## BEGIN Selected extract

Speaker 1 00:04:42  Yeah. And it doesn't have to be somebody who's necessarily in an authority position even. It's just if somebody's.

Speaker 2 00:04:48  Not formal, but they have some sort of, maybe authority in the community.

Speaker 2 00:04:52  Influence. Yeah. An influence.

Speaker 3 00:04:54  Yeah. That's a good word.

Speaker 2 00:04:55  Yeah. Or it would be crossing stated scriptural or even legal relational boundaries. Right. that's where we see those really just horrific stories of pastors. pursuing, having sexual or emotionally over involved with someone. someone else in the church that's not their spouse. or and oftentimes, you know, again, the Lord told me just all these horrific stories that we hear. and I actually would add a third category to that. So we have church hurt that's unmet or misaligned expectations. You have spiritual abuse. I think then there's that third category, which we're not going to go into a ton, but we're it's just normal relational rupture. You talk about that a lot. Danielle what does that mean to you when we just say normal relational rupture.

Speaker 3 00:05:48  Yeah I think it's a good category to at least bring up today because in human relationships even I should say in healthy human relationships. There are going to be times where we just run into troubles with one another.

Speaker 3 00:06:00  We're going to run into conflicts. There may be even bigger conflicts, but that doesn't mean that they're abusive. You know? It's just that we are have a different.

Speaker 2 00:06:08  Even that it's church hurt.

Speaker 3 00:06:09  Yes. Or even that is church hurt. We have a difference of opinion or we don't see eye to eye on something. you know, you may have a group leader who's been insensitive or didn't quite meet your need in a particular way, but it was just like something that happened embarrassed.

Speaker 2 00:06:23  You in front of.

Speaker 3 00:06:23  The group, right?

Speaker 2 00:06:25  It wasn't. Yeah.

Speaker 3 00:06:25  Those kinds of things that happened to us in church. And I think it's helpful to just recognize it's a normal part of relationship, even though we do have emotions around it. Yeah, but it's a normal part of relating to one.

Speaker 2 00:06:35  I want to highlight what you said. What you started with saying was it's a normal, healthy part of relationship. Yeah. Can you kind of expand on that?

Speaker 3 00:06:42  Yeah I can it is because I think we can go into, especially as Christians, that we're just going to be kumbaya with one another.

Speaker 3 00:06:49  Nothing's ever going to go wrong. And we can just look at the example of Jesus in his own 12 that he chose, and the kind of troubles and conflicts that they had. So if we can at least come in with an expectation that everything may not go perfectly. I am not perfect, first of all, and neither is the leader or the person I'm working with or whatever, and that it's healthy, that we may have some conflict and it's what we do afterwards that makes it even healthier. Like, okay, we can repair this, we can talk about it. You know, if Calvin and I have an issue, we can come together and chat and forgive one another and move forward. that that's healthy. That's actually expected.

## END Selected extract
## BEGIN Dataset excerpt

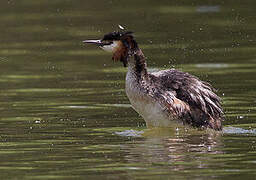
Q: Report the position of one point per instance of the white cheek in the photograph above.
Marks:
(111, 47)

## END Dataset excerpt

→ Tasks for this exercise:
- a) List the categories of church hurt that Speaker 2 names in the transcript on church hurt.
- b) Answer these questions from the transcript on church hurt:
(i) Which word does Speaker 2 use after "authority" for the standing that someone may have in the community?
(ii) Whose example does Speaker 3 give of conflict among people who were chosen?
(iii) Whom does Speaker 3 name as someone with whom an issue can be talked through, forgiven, and moved past?

→ Written responses:
- a)
1. Unmet or misaligned expectations
2. Spiritual abuse
3. Normal relational rupture

- b)
(i) Influence.
(ii) Jesus and the 12 he chose.
(iii) Calvin.